Collected data entries
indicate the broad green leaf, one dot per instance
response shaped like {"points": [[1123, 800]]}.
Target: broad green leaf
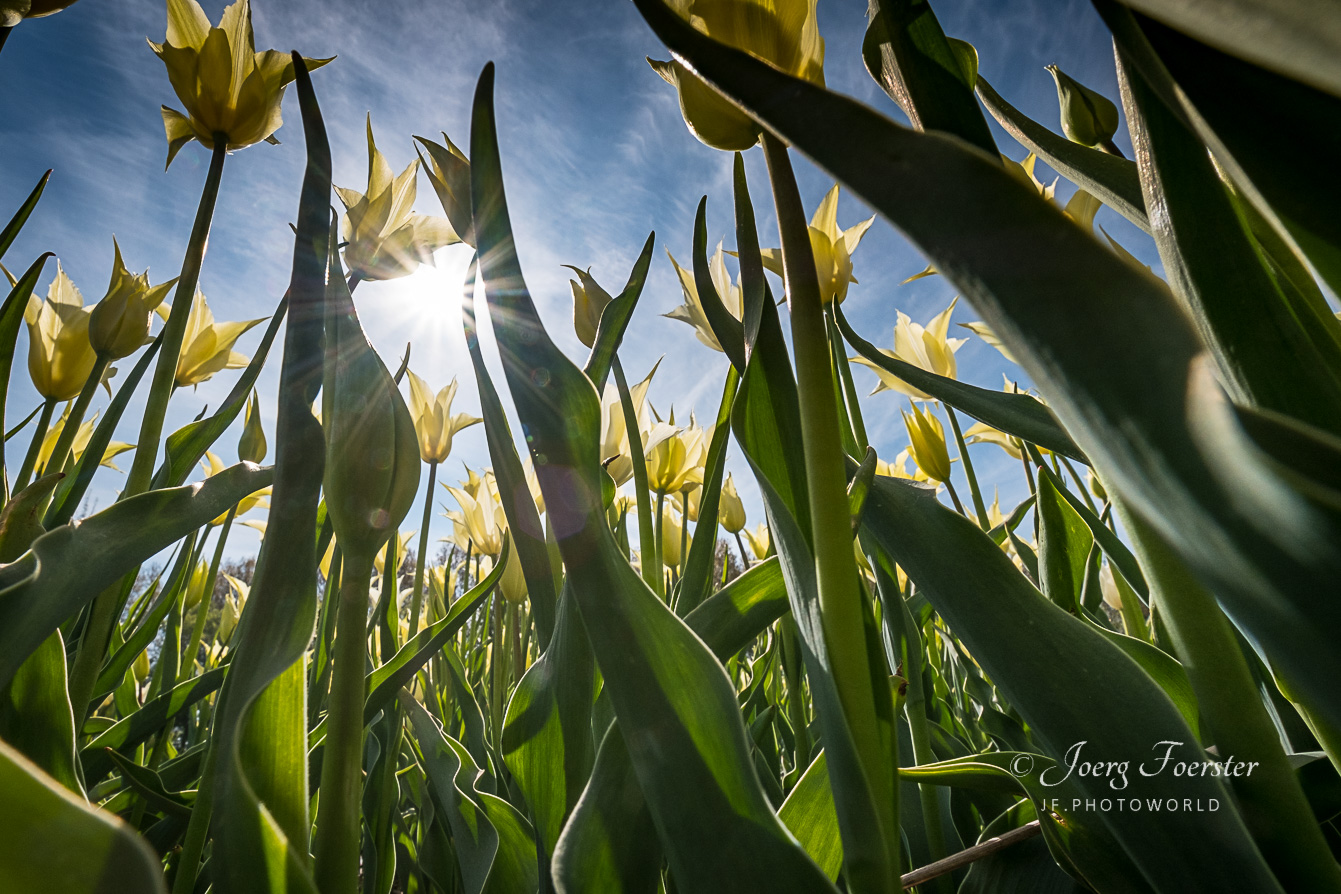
{"points": [[1073, 323], [260, 724], [1262, 343], [1018, 414], [676, 708], [20, 217], [908, 55], [51, 841], [1115, 181], [67, 567]]}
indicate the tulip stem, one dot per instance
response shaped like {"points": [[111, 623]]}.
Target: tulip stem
{"points": [[647, 539], [1273, 804], [75, 417], [979, 507], [35, 445], [423, 556], [175, 330], [826, 481], [337, 841]]}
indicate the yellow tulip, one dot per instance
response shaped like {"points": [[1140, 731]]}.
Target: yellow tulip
{"points": [[759, 540], [384, 237], [832, 248], [433, 420], [589, 302], [449, 173], [984, 331], [781, 32], [207, 346], [59, 354], [15, 11], [925, 347], [231, 91], [731, 511], [614, 434], [82, 436], [691, 311], [120, 323], [927, 444]]}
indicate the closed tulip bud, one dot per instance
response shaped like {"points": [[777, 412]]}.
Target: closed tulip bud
{"points": [[229, 91], [589, 302], [927, 444], [449, 173], [1088, 118], [59, 354], [731, 511], [384, 237], [372, 451], [785, 34], [435, 425], [15, 11], [251, 445]]}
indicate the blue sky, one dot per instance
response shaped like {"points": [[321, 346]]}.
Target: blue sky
{"points": [[594, 152]]}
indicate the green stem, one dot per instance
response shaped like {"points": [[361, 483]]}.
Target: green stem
{"points": [[337, 842], [165, 373], [75, 417], [647, 542], [979, 507], [30, 460], [1270, 799], [423, 551], [826, 481], [197, 630]]}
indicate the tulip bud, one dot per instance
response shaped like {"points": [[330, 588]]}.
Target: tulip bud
{"points": [[589, 302], [251, 445], [120, 323], [372, 452], [927, 441], [731, 511], [1088, 118]]}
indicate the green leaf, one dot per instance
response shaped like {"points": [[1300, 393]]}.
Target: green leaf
{"points": [[260, 724], [1115, 181], [67, 567], [1018, 414], [1117, 359], [676, 708], [908, 55], [20, 217], [51, 841]]}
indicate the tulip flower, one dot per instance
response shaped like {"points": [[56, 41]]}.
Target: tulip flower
{"points": [[59, 354], [15, 11], [759, 540], [731, 511], [614, 434], [589, 302], [1088, 118], [207, 346], [433, 420], [691, 311], [449, 173], [927, 347], [927, 444], [384, 237], [984, 331], [832, 248], [783, 34], [120, 323], [231, 93], [81, 440]]}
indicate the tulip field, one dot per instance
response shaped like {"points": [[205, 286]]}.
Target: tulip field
{"points": [[622, 670]]}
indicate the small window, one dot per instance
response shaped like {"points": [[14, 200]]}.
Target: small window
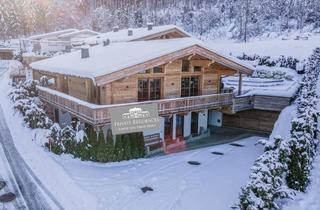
{"points": [[157, 69], [185, 65], [145, 71], [197, 68]]}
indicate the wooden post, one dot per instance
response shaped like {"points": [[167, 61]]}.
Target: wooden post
{"points": [[240, 84]]}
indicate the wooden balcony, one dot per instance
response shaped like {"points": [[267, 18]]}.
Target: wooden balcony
{"points": [[100, 114]]}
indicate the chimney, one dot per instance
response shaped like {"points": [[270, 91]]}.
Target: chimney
{"points": [[150, 26], [85, 53], [106, 42], [116, 29]]}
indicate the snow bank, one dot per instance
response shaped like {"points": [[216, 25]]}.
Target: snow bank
{"points": [[214, 184], [299, 49], [266, 86], [282, 126], [47, 170]]}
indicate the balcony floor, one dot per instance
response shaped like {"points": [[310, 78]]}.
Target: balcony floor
{"points": [[220, 135]]}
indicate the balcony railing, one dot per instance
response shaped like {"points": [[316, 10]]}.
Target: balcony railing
{"points": [[100, 114]]}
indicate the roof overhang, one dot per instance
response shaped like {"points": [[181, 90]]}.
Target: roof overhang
{"points": [[172, 30], [195, 49]]}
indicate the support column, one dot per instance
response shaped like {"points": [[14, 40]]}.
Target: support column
{"points": [[240, 84], [174, 126]]}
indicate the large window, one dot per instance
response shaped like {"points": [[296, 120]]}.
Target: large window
{"points": [[149, 89], [189, 86], [185, 65]]}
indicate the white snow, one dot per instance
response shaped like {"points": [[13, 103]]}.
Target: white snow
{"points": [[266, 86], [282, 126], [73, 33], [66, 191], [274, 48], [309, 200], [52, 34], [117, 56], [214, 184]]}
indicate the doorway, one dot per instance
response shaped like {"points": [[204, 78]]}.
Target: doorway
{"points": [[194, 123]]}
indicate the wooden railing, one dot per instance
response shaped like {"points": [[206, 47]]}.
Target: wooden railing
{"points": [[100, 114], [260, 102]]}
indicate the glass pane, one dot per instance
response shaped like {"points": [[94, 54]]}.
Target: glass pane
{"points": [[185, 82], [143, 90], [185, 65]]}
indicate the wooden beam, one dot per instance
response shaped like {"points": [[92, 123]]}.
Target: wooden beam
{"points": [[196, 49], [240, 84]]}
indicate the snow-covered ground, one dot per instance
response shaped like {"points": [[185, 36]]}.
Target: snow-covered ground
{"points": [[266, 86], [276, 47], [51, 174], [214, 184]]}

Task requirements:
The copy must match each record exactly, apart from the images, which stay out.

Answer space:
indicate the broad green leaf, one dot per instance
response shaped like {"points": [[1123, 800]]}.
Target: broad green leaf
{"points": [[1073, 323], [260, 724], [1262, 343], [1018, 414], [676, 708], [20, 217], [908, 55], [51, 841], [1115, 181], [67, 567]]}
indicate the tulip stem, one dot per instance
response shaped like {"points": [[111, 623]]}.
Target: tulip stem
{"points": [[647, 539], [1273, 804], [75, 417], [979, 507], [35, 445], [423, 556], [175, 330], [826, 481], [337, 841]]}
indicate the yellow tulip, one dot per instance
response shaped like {"points": [[1140, 731]]}.
Target: yellow tulip
{"points": [[759, 540], [384, 237], [832, 248], [433, 420], [589, 302], [449, 173], [984, 331], [781, 32], [207, 346], [59, 354], [15, 11], [925, 347], [231, 91], [731, 511], [614, 434], [82, 436], [691, 311], [120, 323], [927, 444]]}
indicate the closed tulip bud, one dot per instance
response shaped like {"points": [[777, 412]]}.
Target: closed tulip bud
{"points": [[229, 91], [589, 302], [927, 444], [449, 173], [1088, 118], [59, 354], [731, 511], [384, 237], [372, 451], [785, 34], [435, 425], [15, 11], [251, 445]]}
indicate the blue sky, one dot per instance
response shaped like {"points": [[321, 346]]}.
Target: blue sky
{"points": [[594, 152]]}
indicate the green stem, one dot per instance
response shaped like {"points": [[361, 483]]}.
Target: green stem
{"points": [[337, 842], [165, 373], [75, 417], [647, 542], [979, 507], [30, 460], [1270, 799], [423, 551], [826, 481], [197, 630]]}
indicate the tulip bud, one dot per instance
response shaped like {"points": [[330, 588]]}.
Target: tulip bud
{"points": [[589, 302], [251, 445], [120, 323], [372, 452], [927, 441], [731, 511], [1088, 118]]}
indicate the green leaf, one dot per instance
response shaped like {"points": [[1300, 393]]}.
Target: green leaf
{"points": [[260, 724], [1115, 181], [67, 567], [1018, 414], [1117, 359], [676, 708], [908, 55], [20, 217], [51, 841]]}
indicate the tulip flower, one dot per instance
response shaped like {"points": [[56, 41]]}.
Target: tulip flower
{"points": [[59, 354], [15, 11], [759, 540], [731, 511], [614, 434], [589, 302], [1088, 118], [207, 346], [433, 420], [691, 311], [449, 173], [927, 347], [927, 444], [384, 237], [984, 331], [832, 248], [783, 34], [120, 323], [231, 93], [81, 440]]}
indicate the tulip field, one dot per instance
response shaped like {"points": [[205, 286]]}.
Target: tulip field
{"points": [[622, 670]]}
indicate the small window, one dot per instance
response shaped like {"points": [[14, 200]]}.
Target: small window
{"points": [[157, 69], [185, 65], [145, 71], [197, 68]]}
indicate the wooden post, one dot per instance
response shaped like {"points": [[167, 61]]}.
Target: wooden post
{"points": [[240, 84]]}
indicate the wooden balcony, one dot per instance
response shaped like {"points": [[267, 18]]}.
Target: wooden balcony
{"points": [[100, 114]]}
indicate the chimney, one dot per instance
response shaped like {"points": [[270, 91]]}.
Target: chimney
{"points": [[150, 26], [85, 53], [106, 42], [116, 29]]}
indicate the snow bank, one dot per instance
response shaped like {"points": [[216, 25]]}.
Target: snow bank
{"points": [[214, 184], [299, 49], [266, 86], [282, 126], [47, 170]]}
indicate the balcony floor, one dot per instance
response shaped like {"points": [[310, 78]]}.
Target: balcony floor
{"points": [[220, 135]]}
indicate the balcony railing, one dot per instance
response shaped like {"points": [[316, 10]]}.
Target: balcony railing
{"points": [[100, 114]]}
indicate the roof overhang, one dot per instance
response shaped like {"points": [[181, 90]]}.
Target: roof overhang
{"points": [[172, 30], [195, 49]]}
indicate the support column, one dot per instance
response shaped like {"points": [[14, 40]]}.
Target: support column
{"points": [[240, 84], [174, 126]]}
indicate the large window, one dot per instance
response shaped like {"points": [[296, 120]]}.
Target: large window
{"points": [[149, 89], [189, 86], [185, 65]]}
indicate the white snow, one dot per instance
response shaped like {"points": [[13, 103]]}.
Target: white snow
{"points": [[266, 86], [282, 126], [73, 33], [66, 191], [274, 48], [309, 200], [52, 34], [117, 56], [214, 184]]}
indicate the doorway, one dot per instance
response shaped like {"points": [[204, 78]]}.
Target: doorway
{"points": [[194, 123]]}
indicate the wooden railing, one dot per instance
response shaped like {"points": [[206, 47]]}.
Target: wooden railing
{"points": [[100, 114], [260, 102]]}
indicate the glass pane, one dot per instance
response shaped like {"points": [[94, 54]]}.
Target: glass pane
{"points": [[185, 82], [143, 90], [185, 65]]}
indicate the wooden beam, one dot per instance
response shaped like {"points": [[92, 123]]}.
Target: wooden beam
{"points": [[196, 49], [240, 84]]}
indicate the snow-covered ground, one dot per instance
response shaped like {"points": [[185, 36]]}.
Target: snow-covered ground
{"points": [[266, 86], [276, 47], [51, 174], [214, 184]]}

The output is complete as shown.